[Annotation dataset entries]
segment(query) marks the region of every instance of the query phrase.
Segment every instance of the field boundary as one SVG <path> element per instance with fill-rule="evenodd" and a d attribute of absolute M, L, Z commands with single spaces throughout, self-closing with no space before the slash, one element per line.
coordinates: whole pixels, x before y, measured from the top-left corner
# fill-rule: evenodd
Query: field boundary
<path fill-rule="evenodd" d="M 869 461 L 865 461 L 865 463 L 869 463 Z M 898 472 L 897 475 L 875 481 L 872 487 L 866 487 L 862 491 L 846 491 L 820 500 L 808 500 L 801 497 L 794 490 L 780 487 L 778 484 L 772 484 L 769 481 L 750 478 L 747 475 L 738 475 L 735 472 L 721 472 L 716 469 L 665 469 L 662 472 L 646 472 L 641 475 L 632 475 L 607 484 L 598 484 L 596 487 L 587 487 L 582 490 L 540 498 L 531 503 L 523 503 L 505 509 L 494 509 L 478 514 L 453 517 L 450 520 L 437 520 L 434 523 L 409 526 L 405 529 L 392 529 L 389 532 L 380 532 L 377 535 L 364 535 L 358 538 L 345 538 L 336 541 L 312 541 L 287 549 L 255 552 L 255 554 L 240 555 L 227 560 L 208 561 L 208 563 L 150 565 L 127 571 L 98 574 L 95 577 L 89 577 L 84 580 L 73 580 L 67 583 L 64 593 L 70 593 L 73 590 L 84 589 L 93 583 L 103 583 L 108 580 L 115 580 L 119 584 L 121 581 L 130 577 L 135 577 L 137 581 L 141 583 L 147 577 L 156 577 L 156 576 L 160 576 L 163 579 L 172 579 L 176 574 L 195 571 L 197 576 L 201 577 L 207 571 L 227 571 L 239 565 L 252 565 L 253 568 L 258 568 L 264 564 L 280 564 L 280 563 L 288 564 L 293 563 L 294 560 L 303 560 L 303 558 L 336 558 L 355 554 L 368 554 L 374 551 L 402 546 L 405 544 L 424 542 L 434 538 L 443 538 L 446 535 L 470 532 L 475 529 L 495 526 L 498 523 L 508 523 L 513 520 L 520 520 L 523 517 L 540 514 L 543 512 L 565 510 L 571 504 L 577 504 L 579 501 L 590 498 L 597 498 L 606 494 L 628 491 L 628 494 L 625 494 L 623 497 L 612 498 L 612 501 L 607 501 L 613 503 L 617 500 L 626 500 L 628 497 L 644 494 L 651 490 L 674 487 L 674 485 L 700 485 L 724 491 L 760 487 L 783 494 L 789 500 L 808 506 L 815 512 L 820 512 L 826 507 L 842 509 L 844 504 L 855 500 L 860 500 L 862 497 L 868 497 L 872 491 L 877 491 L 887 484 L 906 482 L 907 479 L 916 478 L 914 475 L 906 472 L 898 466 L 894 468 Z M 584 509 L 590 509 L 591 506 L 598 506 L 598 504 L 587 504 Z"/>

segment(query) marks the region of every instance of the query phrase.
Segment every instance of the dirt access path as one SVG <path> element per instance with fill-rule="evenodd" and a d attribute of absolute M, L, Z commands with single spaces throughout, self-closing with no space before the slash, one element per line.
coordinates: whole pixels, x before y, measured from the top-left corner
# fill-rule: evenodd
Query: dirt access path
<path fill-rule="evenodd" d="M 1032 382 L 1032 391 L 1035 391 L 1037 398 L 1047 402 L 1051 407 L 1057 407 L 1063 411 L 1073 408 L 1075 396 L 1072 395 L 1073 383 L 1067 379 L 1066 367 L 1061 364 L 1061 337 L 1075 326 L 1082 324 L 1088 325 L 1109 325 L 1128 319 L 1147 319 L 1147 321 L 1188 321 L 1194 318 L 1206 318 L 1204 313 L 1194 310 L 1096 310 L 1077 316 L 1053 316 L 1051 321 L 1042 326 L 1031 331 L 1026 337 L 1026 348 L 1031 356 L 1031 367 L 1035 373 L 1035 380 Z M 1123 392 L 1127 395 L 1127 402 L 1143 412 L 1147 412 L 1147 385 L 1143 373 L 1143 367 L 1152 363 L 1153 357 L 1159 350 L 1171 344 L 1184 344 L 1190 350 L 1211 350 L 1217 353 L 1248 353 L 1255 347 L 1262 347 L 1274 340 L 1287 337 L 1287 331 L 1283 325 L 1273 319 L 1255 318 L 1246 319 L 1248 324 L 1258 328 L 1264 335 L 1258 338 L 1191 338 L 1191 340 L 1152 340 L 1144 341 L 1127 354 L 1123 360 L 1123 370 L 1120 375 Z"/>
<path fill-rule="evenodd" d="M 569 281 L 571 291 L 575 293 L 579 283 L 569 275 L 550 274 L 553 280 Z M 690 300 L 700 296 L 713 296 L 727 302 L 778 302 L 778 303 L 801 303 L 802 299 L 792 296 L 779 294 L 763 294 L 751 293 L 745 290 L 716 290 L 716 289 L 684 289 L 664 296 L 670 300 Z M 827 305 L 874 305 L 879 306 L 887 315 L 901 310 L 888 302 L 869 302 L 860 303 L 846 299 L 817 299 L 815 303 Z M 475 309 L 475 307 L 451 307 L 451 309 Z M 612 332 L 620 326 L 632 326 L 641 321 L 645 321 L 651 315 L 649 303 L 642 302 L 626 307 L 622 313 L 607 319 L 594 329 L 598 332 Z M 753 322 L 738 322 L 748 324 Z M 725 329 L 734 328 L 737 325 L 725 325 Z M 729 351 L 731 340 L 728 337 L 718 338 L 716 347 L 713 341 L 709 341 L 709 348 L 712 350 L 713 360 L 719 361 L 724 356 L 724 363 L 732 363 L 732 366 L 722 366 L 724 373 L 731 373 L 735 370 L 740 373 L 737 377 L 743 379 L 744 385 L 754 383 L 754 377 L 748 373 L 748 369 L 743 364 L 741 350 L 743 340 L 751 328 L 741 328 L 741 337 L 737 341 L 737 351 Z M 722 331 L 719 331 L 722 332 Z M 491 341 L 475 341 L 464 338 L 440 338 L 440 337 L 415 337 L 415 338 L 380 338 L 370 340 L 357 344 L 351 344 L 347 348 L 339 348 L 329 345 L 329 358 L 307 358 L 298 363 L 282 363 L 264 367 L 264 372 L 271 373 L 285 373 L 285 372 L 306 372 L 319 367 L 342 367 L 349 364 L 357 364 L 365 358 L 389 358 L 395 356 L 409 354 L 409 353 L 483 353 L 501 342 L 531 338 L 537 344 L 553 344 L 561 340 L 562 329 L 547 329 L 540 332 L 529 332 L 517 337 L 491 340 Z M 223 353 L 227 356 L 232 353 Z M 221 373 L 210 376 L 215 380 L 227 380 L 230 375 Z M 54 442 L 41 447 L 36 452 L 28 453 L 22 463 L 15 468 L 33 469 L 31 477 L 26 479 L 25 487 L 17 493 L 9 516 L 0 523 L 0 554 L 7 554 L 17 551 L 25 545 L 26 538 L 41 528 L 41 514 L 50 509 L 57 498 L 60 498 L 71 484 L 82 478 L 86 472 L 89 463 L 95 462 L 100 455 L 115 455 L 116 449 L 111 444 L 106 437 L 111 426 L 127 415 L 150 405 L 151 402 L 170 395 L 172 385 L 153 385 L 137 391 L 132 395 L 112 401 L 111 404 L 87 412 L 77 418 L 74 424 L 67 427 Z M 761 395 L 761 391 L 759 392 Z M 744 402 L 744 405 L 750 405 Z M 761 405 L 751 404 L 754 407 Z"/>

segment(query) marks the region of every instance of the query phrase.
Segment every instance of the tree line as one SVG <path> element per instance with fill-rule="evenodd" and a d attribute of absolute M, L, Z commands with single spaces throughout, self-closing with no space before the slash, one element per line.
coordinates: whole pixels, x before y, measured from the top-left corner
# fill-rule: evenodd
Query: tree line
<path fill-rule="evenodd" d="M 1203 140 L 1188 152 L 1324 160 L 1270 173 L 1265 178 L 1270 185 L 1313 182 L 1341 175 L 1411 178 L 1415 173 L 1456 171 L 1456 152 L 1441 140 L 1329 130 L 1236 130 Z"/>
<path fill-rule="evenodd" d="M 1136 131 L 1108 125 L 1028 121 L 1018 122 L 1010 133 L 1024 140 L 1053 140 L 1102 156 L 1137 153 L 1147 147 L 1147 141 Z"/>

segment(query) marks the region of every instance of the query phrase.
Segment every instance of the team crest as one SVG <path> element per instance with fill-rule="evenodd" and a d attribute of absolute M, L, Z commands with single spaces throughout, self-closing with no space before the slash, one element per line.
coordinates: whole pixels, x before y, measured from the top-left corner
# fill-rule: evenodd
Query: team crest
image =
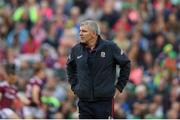
<path fill-rule="evenodd" d="M 105 52 L 101 52 L 101 57 L 106 57 L 106 53 Z"/>

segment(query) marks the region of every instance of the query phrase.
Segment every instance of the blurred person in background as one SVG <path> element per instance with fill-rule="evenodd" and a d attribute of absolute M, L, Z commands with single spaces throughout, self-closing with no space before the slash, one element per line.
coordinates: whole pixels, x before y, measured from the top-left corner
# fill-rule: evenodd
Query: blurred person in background
<path fill-rule="evenodd" d="M 79 118 L 113 117 L 115 89 L 122 92 L 126 86 L 130 61 L 115 43 L 102 40 L 93 20 L 81 22 L 80 38 L 67 61 L 68 80 L 79 98 Z M 116 65 L 121 68 L 117 82 Z"/>
<path fill-rule="evenodd" d="M 30 104 L 24 107 L 25 118 L 44 118 L 43 104 L 41 102 L 42 90 L 45 84 L 44 64 L 34 64 L 34 75 L 26 86 L 26 96 Z"/>
<path fill-rule="evenodd" d="M 0 118 L 2 119 L 17 119 L 20 115 L 13 108 L 14 101 L 20 99 L 23 103 L 29 104 L 26 97 L 21 97 L 18 94 L 15 86 L 17 81 L 15 64 L 5 65 L 5 80 L 0 83 Z"/>

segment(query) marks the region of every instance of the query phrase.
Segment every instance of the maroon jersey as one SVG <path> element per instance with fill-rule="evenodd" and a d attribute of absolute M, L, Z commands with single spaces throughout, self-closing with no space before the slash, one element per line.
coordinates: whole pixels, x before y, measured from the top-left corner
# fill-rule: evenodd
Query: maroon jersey
<path fill-rule="evenodd" d="M 41 97 L 41 92 L 42 92 L 42 88 L 43 88 L 43 80 L 41 80 L 40 78 L 34 76 L 30 79 L 30 81 L 28 82 L 27 86 L 26 86 L 26 96 L 27 98 L 31 101 L 31 105 L 34 105 L 34 102 L 32 101 L 32 88 L 34 85 L 37 85 L 40 87 L 40 93 L 39 93 L 39 100 Z"/>
<path fill-rule="evenodd" d="M 17 98 L 17 88 L 7 81 L 0 83 L 0 109 L 11 108 L 13 101 Z"/>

### Written instruction:
Please pull out each line above that contains the word "team", copying those lines unchanged.

### Solution for this task:
Segment every instance of the team crest as one SVG <path> element per instance with fill-rule="evenodd" and a d attribute of absolute M, L, Z commands with single spaces throughout, self-closing with no space before the slash, one element per line.
Query: team crest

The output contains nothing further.